> _Action item_
Record by record, give the entire listing again exactly.
****************
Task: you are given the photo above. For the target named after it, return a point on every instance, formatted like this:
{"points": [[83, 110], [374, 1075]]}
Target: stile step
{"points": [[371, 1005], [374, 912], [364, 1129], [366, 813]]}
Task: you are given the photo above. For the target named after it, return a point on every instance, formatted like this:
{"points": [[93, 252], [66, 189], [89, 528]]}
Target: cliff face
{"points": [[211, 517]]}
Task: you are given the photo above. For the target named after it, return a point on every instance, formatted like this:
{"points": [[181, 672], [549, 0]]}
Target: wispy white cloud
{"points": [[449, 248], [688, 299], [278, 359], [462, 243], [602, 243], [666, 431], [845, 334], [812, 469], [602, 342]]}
****************
> _Solved exercise_
Task: you are given the photo above. For the target named after it, return a point on every instance, formatted like this:
{"points": [[83, 110], [374, 1075]]}
Target: stile step
{"points": [[371, 1005], [374, 912], [364, 1129], [366, 813]]}
Task: you are given the photo above. For the target named after it, return a point on every instance, formatted like this:
{"points": [[93, 252], [66, 189], [89, 528]]}
Target: cliff face
{"points": [[211, 517]]}
Task: you are given the photo above. For the target named after it, return a point on every instance, formatted like this:
{"points": [[181, 672], [549, 0]]}
Target: wispy white cloud
{"points": [[449, 248], [688, 299], [278, 359], [462, 243], [602, 243], [666, 431], [845, 334], [812, 469], [602, 342]]}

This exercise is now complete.